#### Exercise aim:
How many of the lines below contain the string "wire"? Reply with the number alone.
──────────
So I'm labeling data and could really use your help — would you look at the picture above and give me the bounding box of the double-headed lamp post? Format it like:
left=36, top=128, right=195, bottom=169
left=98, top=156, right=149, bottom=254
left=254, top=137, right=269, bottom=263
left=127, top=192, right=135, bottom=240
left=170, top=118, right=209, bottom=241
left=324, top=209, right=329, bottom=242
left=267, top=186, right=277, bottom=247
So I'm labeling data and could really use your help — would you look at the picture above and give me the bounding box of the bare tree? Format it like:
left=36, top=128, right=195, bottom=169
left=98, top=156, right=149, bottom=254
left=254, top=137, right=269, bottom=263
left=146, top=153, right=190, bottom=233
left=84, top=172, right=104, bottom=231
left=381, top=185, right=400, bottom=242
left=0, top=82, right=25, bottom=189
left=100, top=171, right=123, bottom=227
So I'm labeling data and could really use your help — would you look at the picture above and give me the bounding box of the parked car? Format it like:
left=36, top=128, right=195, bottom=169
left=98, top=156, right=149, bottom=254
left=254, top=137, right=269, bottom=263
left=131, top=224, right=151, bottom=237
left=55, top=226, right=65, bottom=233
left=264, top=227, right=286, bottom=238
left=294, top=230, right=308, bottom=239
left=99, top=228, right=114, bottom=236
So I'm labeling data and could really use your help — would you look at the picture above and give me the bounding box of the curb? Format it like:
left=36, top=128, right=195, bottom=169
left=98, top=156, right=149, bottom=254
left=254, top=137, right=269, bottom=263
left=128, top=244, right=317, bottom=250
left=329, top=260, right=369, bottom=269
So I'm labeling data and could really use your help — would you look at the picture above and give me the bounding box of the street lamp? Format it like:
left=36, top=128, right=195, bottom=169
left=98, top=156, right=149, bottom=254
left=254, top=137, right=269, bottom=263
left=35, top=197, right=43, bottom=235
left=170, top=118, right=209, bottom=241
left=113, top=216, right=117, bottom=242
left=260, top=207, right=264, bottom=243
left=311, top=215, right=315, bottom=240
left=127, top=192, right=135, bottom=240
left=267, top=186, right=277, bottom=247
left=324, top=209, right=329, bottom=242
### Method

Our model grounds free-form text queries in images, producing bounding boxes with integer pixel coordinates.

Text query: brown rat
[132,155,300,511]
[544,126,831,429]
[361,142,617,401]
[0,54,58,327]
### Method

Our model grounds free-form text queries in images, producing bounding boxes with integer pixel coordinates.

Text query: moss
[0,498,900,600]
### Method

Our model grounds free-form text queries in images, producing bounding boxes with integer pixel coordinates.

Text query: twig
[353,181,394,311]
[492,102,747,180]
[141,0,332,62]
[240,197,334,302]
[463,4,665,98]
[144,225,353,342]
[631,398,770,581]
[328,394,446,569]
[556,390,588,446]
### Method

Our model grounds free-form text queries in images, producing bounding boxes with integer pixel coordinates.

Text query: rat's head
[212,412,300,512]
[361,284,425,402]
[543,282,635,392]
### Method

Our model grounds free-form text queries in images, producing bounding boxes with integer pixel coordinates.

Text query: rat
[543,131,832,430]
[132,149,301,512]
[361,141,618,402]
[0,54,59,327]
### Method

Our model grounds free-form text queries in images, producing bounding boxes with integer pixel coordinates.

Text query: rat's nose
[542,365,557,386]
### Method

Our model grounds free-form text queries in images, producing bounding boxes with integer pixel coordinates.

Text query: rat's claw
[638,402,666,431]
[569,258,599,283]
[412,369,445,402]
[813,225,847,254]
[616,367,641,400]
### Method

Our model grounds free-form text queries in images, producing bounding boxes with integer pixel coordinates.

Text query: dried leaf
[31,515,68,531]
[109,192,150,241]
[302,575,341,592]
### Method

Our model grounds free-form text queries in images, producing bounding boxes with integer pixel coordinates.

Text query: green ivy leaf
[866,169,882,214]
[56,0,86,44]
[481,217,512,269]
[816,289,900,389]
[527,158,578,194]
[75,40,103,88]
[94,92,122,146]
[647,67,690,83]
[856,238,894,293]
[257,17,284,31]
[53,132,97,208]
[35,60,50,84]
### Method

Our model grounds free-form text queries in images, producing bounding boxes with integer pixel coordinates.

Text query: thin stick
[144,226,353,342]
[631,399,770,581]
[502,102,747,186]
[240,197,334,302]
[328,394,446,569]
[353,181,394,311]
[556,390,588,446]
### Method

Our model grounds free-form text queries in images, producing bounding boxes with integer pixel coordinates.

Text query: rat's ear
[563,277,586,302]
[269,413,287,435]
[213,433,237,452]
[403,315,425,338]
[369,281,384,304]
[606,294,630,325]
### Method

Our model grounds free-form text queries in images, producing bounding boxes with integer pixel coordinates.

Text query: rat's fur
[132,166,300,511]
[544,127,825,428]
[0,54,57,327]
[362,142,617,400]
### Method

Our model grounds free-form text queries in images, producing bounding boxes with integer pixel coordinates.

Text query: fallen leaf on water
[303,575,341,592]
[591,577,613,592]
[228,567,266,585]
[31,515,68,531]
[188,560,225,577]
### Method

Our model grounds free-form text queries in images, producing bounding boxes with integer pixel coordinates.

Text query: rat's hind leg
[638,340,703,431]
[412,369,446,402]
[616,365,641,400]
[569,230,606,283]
──────────
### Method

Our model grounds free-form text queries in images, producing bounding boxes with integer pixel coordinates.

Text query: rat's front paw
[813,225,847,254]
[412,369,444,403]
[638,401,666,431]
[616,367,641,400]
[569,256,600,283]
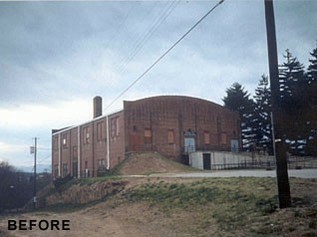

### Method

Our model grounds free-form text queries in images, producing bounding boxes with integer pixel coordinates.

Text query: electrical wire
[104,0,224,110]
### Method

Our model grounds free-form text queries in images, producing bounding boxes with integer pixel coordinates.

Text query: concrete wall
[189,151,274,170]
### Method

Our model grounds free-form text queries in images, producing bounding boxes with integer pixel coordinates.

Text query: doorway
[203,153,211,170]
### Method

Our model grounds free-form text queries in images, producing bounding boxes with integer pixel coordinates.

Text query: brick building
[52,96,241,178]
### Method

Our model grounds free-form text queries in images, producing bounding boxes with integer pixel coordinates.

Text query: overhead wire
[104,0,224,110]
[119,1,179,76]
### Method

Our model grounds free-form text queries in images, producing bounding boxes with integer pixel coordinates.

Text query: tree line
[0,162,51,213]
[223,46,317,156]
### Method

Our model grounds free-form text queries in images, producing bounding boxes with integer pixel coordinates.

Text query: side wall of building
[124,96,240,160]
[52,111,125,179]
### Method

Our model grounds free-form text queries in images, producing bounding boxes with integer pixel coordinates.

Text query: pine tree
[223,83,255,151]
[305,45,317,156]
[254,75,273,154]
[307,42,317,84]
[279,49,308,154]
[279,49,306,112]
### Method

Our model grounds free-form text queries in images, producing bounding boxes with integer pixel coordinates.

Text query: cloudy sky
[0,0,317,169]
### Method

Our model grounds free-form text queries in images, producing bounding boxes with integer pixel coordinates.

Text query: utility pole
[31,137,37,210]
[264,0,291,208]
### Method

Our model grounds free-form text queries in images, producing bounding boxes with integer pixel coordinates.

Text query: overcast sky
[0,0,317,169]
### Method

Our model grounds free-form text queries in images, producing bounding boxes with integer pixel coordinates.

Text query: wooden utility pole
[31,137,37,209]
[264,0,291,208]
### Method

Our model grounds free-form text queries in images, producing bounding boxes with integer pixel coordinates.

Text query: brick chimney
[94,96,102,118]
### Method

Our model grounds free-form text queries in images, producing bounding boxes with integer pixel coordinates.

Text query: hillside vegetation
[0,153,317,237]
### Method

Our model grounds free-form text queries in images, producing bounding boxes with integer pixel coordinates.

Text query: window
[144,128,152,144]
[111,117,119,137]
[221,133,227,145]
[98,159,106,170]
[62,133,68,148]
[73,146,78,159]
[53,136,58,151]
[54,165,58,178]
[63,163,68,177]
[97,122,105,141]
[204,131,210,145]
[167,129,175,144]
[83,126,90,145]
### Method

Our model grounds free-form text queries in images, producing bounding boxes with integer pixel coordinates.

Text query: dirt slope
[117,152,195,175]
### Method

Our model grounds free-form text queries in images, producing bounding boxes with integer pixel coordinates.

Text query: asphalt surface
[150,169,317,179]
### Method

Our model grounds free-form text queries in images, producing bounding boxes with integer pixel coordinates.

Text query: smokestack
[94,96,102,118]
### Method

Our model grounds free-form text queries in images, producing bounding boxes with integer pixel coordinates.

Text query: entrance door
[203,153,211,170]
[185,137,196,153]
──────────
#### Exercise solution:
2